» WHAT IS BEING ASKED
Retype each record exactly, please. Skip none.

» DATA EXCERPTS
=-=-=

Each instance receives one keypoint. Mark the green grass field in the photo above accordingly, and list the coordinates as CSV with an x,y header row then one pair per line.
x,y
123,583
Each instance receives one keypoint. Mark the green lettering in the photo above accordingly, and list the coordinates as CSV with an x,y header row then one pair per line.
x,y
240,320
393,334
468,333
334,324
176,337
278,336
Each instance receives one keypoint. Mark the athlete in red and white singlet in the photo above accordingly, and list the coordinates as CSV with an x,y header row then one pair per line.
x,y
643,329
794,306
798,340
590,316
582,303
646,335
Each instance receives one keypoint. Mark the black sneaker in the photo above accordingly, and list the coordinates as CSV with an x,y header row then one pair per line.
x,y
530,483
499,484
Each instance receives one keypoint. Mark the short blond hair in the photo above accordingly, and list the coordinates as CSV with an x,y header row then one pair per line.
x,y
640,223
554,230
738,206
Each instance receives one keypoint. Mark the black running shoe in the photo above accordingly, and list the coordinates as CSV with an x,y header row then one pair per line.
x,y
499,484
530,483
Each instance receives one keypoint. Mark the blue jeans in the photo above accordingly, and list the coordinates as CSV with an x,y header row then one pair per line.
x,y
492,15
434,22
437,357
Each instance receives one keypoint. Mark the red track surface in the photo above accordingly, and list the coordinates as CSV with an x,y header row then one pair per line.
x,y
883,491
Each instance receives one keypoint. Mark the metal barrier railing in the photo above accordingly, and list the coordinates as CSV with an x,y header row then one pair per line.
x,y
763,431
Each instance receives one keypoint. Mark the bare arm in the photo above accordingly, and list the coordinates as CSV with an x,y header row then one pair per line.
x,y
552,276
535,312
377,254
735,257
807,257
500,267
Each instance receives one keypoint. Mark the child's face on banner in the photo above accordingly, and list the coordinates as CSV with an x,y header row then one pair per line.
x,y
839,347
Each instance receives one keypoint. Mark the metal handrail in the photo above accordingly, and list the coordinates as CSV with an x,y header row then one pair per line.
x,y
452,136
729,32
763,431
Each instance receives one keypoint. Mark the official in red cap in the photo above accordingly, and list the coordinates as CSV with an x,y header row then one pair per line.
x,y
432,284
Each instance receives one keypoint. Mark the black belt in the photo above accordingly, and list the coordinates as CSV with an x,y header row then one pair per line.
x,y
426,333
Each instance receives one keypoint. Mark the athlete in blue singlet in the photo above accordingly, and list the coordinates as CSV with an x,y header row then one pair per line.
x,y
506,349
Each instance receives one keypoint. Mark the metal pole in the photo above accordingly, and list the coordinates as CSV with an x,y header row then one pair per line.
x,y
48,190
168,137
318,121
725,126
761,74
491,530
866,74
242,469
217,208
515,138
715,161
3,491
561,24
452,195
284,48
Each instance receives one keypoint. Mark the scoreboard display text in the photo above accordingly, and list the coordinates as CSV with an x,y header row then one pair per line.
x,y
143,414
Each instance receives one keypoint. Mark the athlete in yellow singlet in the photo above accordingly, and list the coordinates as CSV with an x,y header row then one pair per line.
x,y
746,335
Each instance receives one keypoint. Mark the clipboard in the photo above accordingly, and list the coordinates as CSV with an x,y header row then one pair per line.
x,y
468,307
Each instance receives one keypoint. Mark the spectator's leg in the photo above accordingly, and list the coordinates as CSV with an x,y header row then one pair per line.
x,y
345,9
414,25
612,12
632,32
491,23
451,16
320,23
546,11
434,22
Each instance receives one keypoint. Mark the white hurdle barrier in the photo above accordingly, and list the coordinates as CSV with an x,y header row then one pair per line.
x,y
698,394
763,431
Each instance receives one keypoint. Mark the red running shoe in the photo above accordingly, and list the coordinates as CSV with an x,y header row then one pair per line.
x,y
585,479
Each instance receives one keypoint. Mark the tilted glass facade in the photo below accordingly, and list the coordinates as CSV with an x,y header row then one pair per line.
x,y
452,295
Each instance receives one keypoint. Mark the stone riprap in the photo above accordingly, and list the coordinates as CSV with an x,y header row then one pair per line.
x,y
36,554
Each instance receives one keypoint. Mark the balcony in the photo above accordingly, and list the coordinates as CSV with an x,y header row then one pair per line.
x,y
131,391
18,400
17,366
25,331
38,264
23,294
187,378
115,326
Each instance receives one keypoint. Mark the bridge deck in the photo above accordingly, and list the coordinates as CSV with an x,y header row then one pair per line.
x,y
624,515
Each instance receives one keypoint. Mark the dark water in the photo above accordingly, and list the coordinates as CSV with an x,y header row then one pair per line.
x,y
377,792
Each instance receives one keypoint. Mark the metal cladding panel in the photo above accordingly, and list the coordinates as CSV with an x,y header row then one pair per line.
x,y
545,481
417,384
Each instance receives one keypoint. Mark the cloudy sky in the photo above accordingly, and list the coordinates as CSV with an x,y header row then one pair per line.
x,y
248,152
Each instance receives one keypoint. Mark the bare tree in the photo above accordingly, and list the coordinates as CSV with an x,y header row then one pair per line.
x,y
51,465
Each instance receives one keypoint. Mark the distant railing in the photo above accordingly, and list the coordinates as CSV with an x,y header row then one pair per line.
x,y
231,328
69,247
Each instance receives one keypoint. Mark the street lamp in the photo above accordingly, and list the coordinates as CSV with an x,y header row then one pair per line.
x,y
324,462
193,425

=-=-=

» ANSWER TO THE EXERCISE
Each instance receives one keypoint. Mark the green grass field in the photo above accordingly, and list the coordinates as CSV with an x,y header row then one pair per line.
x,y
123,583
Each instance receives one keypoint. Mark the green lettering in the photo above accordingly, and list the coordinates as CSV with an x,y header row then one pair per line.
x,y
240,320
393,334
468,333
334,324
176,337
278,336
Each instance receives one keypoint. Mark the athlete in red and white singlet in the photo above accordingly, and list the coordinates as CSV with an x,y header row then one pair per line.
x,y
643,329
794,306
798,340
590,316
582,303
646,335
Each instance receives one keypoint. Mark the black sneaker in the photo above accordingly, and list the coordinates as CSV with an x,y header row then one pair per line.
x,y
530,483
499,484
Each instance receives one keypoint. Mark the short blond hair in the photo above accordingly, and list the coordinates as CSV with an x,y header row then one pair per line.
x,y
640,223
554,230
738,206
Each instance receives one keypoint. Mark the black running shoe in the photo above accordingly, and list the coordinates as CSV with an x,y header row then one pair per line.
x,y
499,484
530,483
Each instance receives one keypoint. Mark the blue jeans in the photo above accordingly, and list the coordinates as CSV with an x,y header row then one pair per line.
x,y
492,15
434,22
437,357
Each instance receives one keypoint. Mark the red track surface in the photo above accordingly, and list the coordinates as CSV with an x,y header row then one pair per line.
x,y
883,491
Each instance receives one keypoint. Mark the metal barrier railing in the photo above accordingly, and list the coordinates as CSV with an x,y header row then one pair per line.
x,y
763,431
Each instance receives one keypoint. Mark the bare arm in the photo above accordingly, and list the coordinates as CSV with an x,y header row then one pair per line.
x,y
552,276
535,312
377,254
735,257
807,257
500,267
Each instance receives one keypoint. Mark the child's face on banner in the photo above accordingly, and list the coordinates as CSV with an x,y header row then one pair per line.
x,y
839,347
Each instance receives one keypoint. Mark the metal handrail in the photo above accordingly, and list the coordinates as CSV with an x,y header row then one pair per line.
x,y
452,136
729,32
763,431
Each instance receives one keypoint. Mark the official in red cap in the photo above accordingly, and list the coordinates as CSV with an x,y header row then one pair per line.
x,y
432,284
Each instance receives one keypoint. Mark the black belt in the photo above accordingly, and list the coordinates as CSV with an x,y header row then one pair per line.
x,y
426,333
Each instance receives one keypoint. Mark the athlete in blue singlet in the photo above accordingly, and list the coordinates as CSV with an x,y header row then one pair per line.
x,y
506,349
Each instance receives one keypoint. Mark the metal pole in the photo above accordingly, and list the coordinates as CSV with an x,y header row then one pair per line.
x,y
48,190
168,137
318,121
725,126
761,74
491,530
866,74
242,469
217,208
515,138
715,161
3,491
561,24
452,195
284,48
Each instance receives one keypoint. Mark the scoreboard display text in the photo above accordingly, and list the coordinates as CSV with an x,y header row then one pair per line.
x,y
143,414
Each instance receives one keypoint. Mark the athlete in yellow singlet in the photo above accordingly, and list the coordinates as CSV with an x,y header row then one pair per line.
x,y
746,335
Each instance receives one keypoint. Mark the clipboard in the photo above accordingly, and list the coordinates as CSV with an x,y header row then one pair per line.
x,y
468,307
Each instance receives one keypoint. Mark the spectator's leg in the photo above accordingly, and list the coordinates as CSV with an x,y header row then one pair per line.
x,y
345,9
414,25
612,12
632,32
491,23
451,16
320,23
546,11
434,22
Each instance receives one keypoint. Mark the white hurdle barrier in the photo above accordingly, and list the coordinates as CSV with an x,y header row then one pair per line.
x,y
698,394
763,431
Each instance receives one keypoint. Mark the red running shoe in the photo above accordingly, and list the coordinates as CSV with an x,y header row then one pair per line.
x,y
585,479
Each instance receives one keypoint. Mark the tilted glass facade in the photo below accordingly, and list the coordinates as CSV with an x,y header row then one pair per line.
x,y
452,295
Each instance receives one keypoint. Mark the stone riprap in the photo above accordingly, and list the coordinates as CSV with an x,y header row then one pair per line.
x,y
36,554
Each instance receives one keypoint. Mark the balcony in the photo above accordingly, and list the coordinates as CSV with an x,y header row then one pair per line.
x,y
131,391
18,400
17,366
25,331
38,264
23,294
187,378
115,326
Each instance receives one keypoint. Mark the bridge deck in the photo above accordingly, and list the coordinates as CSV with an x,y header row then one pair per line.
x,y
624,515
Each instance receives one keypoint. Mark the dark water in the photo above accordingly, and list the coordinates as CSV with an x,y header row then one pair per line.
x,y
377,792
Each instance receives one keypoint. Mark the metal cladding panel in the photo above accordingly, and list the coordinates as CSV with an x,y header row then one pair per line.
x,y
545,481
417,384
Each instance receives one keypoint. Mark the cloudy sky in the photo above accordingly, and list the coordinates as CSV with an x,y header row then one pair per line.
x,y
248,152
Each instance receives one keypoint. Mark the bare tree in the photo above accordingly, and list the coordinates as CSV with an x,y header row then one pair per line.
x,y
51,465
Each instance receives one keypoint. Mark the distant railing in the photo above accordingly, and list the coordinates as CSV with an x,y header row then one pair per line.
x,y
231,328
69,247
Each instance receives one keypoint. Mark the street lamp in the photo above accordingly, and list the coordinates as CSV with an x,y header row then one pair per line.
x,y
324,462
193,425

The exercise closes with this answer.